* **WHAT IS ASKED**
Could you repeat the records below word for word, from the very first line through the line containing "[195,202,295,236]", with both ends included and the pictures left out?

* **THE INPUT**
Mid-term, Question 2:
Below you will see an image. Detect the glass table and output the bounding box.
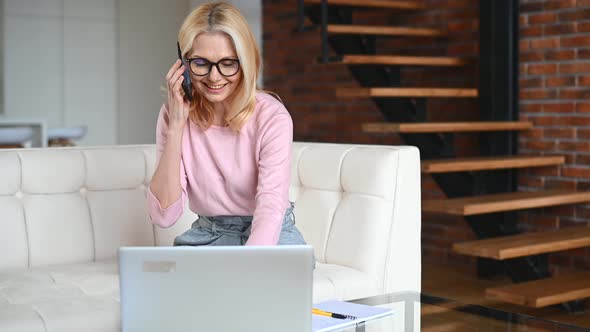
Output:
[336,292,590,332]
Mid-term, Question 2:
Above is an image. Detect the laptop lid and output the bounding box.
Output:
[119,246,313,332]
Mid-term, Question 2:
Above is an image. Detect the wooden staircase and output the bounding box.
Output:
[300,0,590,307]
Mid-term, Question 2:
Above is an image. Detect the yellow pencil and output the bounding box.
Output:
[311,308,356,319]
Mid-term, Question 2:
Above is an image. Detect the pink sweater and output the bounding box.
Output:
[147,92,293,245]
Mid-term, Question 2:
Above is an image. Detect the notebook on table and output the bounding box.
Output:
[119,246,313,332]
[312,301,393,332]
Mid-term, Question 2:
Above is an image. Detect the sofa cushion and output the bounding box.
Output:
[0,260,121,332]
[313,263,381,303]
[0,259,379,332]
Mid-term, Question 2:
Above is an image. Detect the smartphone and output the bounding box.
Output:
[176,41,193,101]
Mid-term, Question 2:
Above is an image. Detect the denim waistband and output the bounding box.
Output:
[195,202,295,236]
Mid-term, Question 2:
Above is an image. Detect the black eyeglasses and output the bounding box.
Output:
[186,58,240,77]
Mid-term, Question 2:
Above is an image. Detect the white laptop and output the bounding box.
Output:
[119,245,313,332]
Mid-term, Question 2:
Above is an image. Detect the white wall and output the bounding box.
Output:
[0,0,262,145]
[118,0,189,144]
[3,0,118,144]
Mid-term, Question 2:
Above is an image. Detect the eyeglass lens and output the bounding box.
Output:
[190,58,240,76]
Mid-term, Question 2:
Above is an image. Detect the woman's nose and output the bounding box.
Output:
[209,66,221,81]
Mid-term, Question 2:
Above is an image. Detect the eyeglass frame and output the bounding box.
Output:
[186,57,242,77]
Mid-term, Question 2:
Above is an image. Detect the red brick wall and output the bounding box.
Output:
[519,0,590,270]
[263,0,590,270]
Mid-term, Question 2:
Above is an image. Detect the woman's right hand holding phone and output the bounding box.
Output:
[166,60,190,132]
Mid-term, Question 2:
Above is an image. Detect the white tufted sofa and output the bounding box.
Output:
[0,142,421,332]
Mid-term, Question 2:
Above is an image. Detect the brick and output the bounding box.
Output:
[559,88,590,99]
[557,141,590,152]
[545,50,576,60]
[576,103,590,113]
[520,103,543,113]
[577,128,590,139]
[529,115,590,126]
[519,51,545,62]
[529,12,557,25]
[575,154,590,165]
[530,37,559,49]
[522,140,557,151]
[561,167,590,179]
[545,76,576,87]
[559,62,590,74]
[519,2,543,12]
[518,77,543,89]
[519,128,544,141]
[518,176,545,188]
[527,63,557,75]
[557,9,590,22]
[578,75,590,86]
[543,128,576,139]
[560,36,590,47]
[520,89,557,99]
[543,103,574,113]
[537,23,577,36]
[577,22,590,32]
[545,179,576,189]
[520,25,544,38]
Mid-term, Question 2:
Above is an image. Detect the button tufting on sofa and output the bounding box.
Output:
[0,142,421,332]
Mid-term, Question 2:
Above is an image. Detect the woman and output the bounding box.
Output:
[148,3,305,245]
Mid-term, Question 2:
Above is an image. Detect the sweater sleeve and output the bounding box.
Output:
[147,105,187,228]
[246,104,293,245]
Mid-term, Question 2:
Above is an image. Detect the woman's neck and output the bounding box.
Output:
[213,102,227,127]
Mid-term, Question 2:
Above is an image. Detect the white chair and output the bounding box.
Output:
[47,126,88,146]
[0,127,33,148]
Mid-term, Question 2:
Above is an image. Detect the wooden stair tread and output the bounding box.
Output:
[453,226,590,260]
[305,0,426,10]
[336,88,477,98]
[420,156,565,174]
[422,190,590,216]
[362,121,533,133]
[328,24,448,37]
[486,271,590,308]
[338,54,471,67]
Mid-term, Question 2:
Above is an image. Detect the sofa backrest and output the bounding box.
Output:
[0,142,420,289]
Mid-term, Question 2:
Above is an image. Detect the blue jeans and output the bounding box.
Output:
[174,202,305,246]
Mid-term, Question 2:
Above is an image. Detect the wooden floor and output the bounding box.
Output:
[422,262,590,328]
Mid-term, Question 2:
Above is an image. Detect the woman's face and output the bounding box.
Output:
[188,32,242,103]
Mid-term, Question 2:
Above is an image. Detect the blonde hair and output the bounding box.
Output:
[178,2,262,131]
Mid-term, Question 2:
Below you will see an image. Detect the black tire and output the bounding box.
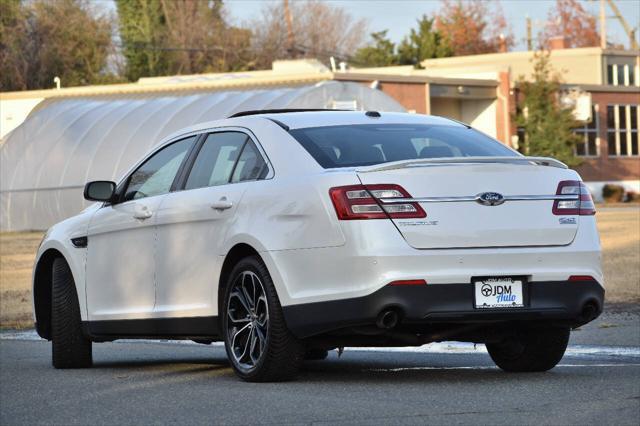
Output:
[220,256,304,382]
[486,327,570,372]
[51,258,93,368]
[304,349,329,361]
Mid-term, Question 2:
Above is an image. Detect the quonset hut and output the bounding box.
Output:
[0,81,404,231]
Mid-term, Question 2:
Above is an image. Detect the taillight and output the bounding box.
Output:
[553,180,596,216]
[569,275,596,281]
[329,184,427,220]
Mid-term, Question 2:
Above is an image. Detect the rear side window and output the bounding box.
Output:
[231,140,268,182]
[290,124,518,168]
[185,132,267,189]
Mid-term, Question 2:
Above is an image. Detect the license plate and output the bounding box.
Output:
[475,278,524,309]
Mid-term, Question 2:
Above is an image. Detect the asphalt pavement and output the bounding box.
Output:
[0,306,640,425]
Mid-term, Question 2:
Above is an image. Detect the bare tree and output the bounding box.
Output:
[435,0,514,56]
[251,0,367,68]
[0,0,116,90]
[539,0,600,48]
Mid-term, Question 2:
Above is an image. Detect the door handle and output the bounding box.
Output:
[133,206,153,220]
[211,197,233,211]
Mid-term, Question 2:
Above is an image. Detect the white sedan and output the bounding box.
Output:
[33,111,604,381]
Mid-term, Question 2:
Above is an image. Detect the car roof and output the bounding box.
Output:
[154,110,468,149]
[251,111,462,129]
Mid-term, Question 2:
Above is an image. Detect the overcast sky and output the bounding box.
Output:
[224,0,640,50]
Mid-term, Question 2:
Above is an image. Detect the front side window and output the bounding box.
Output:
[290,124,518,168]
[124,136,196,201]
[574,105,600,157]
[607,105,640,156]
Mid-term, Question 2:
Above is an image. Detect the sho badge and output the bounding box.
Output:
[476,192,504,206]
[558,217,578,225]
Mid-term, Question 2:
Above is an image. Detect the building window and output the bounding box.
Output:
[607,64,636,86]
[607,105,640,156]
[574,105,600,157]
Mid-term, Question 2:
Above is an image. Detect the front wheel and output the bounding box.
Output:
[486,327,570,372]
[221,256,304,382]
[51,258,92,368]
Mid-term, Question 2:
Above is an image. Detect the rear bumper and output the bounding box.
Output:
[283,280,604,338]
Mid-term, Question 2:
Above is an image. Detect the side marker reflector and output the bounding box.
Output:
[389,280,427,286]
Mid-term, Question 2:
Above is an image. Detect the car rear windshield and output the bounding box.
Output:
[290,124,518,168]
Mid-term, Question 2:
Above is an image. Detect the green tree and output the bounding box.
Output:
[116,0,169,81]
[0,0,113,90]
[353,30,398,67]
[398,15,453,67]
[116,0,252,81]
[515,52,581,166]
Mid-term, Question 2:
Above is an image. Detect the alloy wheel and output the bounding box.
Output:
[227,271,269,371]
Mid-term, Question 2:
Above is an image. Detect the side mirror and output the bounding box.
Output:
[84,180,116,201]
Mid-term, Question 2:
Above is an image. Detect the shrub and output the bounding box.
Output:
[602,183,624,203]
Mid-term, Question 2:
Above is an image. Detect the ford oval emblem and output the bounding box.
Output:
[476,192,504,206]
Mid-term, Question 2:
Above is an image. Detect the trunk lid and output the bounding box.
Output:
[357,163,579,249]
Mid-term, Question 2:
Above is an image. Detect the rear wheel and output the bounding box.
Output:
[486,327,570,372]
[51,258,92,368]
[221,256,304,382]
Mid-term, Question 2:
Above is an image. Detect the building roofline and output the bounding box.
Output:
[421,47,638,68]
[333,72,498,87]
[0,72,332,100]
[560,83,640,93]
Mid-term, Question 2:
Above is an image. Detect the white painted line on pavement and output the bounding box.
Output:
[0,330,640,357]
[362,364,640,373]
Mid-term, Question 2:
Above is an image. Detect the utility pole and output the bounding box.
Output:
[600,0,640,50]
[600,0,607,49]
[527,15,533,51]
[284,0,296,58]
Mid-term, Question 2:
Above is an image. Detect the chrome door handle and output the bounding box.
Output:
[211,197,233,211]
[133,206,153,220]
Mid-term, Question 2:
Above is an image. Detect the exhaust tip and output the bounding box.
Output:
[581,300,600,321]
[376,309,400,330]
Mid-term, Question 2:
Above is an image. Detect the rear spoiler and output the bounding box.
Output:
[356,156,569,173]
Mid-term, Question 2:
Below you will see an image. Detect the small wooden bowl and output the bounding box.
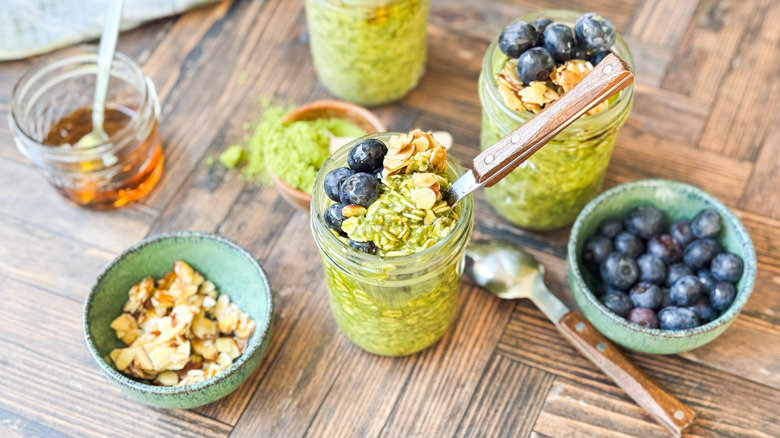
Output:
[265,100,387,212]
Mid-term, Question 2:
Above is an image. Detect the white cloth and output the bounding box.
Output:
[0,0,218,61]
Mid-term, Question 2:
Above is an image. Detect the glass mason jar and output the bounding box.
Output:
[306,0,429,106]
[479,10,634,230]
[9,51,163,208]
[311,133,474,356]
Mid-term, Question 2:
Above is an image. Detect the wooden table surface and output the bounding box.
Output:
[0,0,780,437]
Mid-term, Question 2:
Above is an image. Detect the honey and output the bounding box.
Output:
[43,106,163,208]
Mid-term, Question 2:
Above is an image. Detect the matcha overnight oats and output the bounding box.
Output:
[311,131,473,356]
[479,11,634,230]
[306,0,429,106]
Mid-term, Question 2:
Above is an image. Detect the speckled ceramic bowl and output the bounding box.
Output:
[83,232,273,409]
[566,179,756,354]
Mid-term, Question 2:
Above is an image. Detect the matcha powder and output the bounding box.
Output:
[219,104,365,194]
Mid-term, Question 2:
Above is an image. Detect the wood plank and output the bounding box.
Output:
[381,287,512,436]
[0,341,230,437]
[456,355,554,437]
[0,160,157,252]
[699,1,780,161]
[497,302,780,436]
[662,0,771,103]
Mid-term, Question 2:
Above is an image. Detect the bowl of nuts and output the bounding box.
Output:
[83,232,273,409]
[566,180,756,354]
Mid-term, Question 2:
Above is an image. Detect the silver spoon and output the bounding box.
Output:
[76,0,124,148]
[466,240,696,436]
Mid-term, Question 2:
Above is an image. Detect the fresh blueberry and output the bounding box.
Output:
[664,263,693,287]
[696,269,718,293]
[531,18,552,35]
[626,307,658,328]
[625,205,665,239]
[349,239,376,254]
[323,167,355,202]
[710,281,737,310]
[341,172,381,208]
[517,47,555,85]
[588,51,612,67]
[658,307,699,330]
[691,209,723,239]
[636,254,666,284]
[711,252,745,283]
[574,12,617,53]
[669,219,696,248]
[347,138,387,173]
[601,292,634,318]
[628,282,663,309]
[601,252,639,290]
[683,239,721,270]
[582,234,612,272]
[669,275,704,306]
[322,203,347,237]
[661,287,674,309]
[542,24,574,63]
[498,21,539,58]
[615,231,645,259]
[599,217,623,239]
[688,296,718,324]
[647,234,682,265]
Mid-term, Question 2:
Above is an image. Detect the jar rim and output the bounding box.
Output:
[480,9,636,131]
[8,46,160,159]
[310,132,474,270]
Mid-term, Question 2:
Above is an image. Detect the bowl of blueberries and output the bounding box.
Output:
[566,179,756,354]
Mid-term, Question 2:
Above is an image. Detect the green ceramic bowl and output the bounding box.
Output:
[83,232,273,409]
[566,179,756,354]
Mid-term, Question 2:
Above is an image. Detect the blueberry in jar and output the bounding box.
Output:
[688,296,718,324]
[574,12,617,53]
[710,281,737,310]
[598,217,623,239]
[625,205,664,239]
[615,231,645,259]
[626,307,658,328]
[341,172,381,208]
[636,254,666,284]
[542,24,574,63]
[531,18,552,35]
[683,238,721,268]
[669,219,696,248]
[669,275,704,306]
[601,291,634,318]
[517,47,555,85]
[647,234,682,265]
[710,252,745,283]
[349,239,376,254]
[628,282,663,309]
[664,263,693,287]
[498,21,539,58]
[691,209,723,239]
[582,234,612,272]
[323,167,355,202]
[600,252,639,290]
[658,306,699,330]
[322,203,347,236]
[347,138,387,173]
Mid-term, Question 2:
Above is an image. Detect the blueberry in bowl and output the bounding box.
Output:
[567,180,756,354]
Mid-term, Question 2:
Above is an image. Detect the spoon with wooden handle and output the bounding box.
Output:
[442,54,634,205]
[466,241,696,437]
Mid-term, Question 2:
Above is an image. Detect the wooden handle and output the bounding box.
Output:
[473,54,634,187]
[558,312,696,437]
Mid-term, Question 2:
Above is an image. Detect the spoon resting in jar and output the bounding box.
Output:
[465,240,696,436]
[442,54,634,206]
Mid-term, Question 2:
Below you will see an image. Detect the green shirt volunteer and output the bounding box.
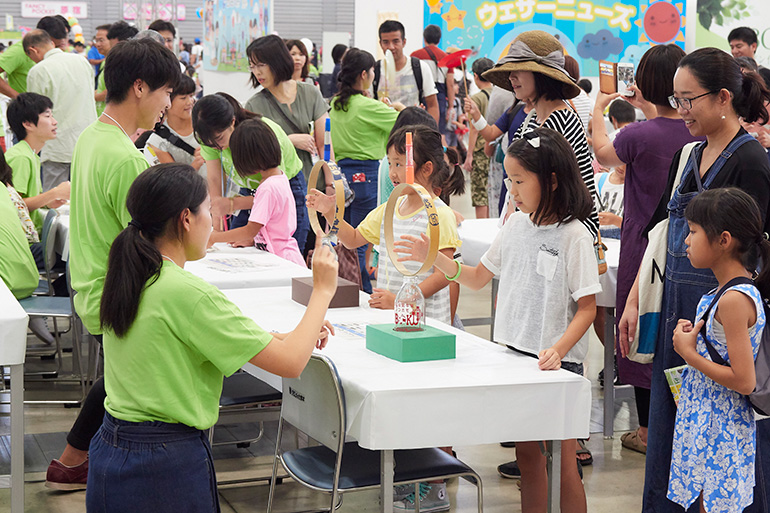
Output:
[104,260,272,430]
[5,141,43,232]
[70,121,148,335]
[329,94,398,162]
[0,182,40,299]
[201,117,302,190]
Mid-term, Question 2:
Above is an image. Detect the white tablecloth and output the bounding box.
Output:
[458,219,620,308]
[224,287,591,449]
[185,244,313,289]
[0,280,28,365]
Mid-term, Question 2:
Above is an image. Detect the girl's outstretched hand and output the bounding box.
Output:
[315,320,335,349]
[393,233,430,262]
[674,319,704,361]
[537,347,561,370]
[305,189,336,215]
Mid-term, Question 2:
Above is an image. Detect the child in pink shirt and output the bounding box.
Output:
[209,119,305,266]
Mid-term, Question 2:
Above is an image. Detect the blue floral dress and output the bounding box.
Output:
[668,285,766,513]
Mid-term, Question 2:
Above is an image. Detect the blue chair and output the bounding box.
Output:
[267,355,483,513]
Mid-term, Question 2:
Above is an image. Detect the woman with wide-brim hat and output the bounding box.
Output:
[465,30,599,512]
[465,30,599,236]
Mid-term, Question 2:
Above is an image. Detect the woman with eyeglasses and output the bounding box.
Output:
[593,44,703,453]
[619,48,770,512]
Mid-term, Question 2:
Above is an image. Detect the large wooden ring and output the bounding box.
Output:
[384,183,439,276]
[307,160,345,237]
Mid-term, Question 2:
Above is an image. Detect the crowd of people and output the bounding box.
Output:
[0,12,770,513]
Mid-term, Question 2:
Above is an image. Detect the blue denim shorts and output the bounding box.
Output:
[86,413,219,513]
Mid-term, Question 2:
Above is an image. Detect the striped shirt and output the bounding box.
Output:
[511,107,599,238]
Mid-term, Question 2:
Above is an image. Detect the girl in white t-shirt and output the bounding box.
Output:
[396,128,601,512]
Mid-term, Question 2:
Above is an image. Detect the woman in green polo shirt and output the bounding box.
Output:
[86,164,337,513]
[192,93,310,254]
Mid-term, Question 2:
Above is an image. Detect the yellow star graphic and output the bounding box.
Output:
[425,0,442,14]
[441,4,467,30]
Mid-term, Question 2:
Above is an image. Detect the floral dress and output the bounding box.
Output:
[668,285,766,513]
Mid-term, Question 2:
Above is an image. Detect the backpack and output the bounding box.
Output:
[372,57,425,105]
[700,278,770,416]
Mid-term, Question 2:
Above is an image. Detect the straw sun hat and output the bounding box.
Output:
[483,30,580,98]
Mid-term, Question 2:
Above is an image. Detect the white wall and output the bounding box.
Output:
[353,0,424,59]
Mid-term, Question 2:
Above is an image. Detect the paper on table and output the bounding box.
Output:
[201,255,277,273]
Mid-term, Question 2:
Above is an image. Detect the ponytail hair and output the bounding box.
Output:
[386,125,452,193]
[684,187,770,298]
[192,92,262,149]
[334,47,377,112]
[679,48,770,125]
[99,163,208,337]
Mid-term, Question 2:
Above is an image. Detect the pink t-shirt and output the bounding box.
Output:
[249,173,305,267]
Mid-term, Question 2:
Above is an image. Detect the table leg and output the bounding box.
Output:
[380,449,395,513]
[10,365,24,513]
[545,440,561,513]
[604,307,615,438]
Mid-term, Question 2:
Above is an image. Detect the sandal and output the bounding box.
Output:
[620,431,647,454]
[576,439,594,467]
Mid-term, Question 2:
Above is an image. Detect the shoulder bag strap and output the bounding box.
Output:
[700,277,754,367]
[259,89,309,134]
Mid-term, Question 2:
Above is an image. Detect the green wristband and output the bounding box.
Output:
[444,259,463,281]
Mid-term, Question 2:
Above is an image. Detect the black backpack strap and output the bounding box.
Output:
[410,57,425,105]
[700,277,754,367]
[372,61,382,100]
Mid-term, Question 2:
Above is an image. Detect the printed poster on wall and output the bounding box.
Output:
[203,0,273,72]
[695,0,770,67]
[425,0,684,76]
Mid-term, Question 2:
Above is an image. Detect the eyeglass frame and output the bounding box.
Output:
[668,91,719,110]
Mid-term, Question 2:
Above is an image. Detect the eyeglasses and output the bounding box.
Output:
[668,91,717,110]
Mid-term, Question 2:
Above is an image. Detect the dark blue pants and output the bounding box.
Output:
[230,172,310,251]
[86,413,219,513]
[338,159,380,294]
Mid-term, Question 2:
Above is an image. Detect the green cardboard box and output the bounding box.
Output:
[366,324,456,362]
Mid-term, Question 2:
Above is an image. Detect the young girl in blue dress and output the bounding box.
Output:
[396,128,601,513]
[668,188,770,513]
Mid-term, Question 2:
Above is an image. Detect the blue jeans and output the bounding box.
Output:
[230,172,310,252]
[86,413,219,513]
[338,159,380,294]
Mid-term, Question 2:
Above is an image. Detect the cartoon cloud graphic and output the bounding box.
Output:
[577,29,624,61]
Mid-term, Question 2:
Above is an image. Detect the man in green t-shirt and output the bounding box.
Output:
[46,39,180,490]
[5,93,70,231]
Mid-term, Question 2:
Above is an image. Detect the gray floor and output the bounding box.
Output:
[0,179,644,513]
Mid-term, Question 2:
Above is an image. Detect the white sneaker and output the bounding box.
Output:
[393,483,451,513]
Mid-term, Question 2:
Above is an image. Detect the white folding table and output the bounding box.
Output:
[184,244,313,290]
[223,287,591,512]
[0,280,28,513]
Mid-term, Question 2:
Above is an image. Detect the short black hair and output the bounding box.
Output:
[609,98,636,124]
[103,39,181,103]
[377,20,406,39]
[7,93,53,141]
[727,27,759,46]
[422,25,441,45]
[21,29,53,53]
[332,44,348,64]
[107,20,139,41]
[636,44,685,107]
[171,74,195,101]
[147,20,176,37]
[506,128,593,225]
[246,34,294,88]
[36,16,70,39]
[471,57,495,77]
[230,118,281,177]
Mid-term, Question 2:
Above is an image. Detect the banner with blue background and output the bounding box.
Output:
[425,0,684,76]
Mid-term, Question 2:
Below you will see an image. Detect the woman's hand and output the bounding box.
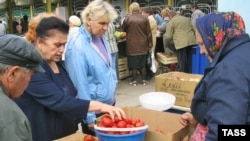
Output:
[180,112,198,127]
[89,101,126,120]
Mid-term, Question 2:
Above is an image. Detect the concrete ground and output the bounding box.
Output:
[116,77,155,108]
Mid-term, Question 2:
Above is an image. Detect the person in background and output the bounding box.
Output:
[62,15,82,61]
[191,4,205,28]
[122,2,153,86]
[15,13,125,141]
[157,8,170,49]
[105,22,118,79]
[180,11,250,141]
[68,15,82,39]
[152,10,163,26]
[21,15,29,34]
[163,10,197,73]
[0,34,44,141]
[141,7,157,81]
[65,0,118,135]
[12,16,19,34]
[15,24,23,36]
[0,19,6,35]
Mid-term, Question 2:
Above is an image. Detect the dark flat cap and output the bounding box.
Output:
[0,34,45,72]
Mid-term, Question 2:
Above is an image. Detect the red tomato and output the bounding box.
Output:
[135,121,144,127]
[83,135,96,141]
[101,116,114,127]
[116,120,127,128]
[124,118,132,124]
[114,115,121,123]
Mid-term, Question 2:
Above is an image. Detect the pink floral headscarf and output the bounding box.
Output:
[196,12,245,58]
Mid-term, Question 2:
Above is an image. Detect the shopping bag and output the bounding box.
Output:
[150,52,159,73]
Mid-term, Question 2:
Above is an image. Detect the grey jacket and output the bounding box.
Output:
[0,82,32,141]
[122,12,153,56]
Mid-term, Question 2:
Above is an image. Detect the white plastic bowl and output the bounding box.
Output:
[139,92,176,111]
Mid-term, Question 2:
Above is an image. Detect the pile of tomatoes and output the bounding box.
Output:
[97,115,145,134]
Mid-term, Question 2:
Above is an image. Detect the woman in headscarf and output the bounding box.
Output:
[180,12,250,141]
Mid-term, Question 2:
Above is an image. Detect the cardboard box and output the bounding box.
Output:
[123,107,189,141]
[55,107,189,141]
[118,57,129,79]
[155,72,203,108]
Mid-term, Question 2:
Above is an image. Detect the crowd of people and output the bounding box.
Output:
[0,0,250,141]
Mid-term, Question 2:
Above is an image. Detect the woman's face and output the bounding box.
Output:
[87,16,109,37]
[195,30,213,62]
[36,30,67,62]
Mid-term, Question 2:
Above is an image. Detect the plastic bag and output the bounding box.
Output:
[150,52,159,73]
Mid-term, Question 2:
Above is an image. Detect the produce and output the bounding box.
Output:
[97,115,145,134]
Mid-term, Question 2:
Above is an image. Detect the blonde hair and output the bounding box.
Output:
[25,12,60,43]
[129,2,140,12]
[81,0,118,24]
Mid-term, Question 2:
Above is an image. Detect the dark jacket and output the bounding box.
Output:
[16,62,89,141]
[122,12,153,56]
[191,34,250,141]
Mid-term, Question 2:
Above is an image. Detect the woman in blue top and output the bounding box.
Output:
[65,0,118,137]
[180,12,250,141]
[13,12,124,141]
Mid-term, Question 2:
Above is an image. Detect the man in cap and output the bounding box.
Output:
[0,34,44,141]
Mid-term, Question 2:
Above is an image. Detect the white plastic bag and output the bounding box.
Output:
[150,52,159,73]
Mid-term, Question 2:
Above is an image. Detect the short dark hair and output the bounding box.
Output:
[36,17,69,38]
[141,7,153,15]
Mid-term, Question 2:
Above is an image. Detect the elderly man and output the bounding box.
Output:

* **REPLY**
Mid-term, Question 2:
Below you will see an image. Detect the glass table and output the bounding box.
Output:
[336,292,590,332]
Mid-term, Question 2:
Above is an image. Detect the laptop lid and output the bounding box.
Output:
[119,246,313,332]
Mid-term, Question 2:
Above is an image. Detect the wooden staircase and output the bounding box.
Output:
[300,0,590,307]
Mid-term, Question 2:
Above is an image. Detect the yellow pencil and output the bounding box.
Output:
[311,308,356,319]
Mid-term, Question 2:
Above is an image. Detect the pink sweater and output the bounding box.
Output:
[147,92,293,245]
Mid-term, Question 2:
Above is an image. Detect the notebook on table and output the bounding box.
Output:
[119,246,313,332]
[312,301,393,332]
Mid-term, Question 2:
Above is an image. Detect the sofa cushion and output the bounding box.
Output:
[0,260,121,332]
[313,263,381,303]
[0,259,379,332]
Mid-term, Question 2:
Above is an image. Detect the smartphone and output the bounding box.
Output:
[176,41,193,101]
Mid-term, Question 2:
Above is an image. Detect the denim waistband and output the bounding box.
Output:
[195,202,295,236]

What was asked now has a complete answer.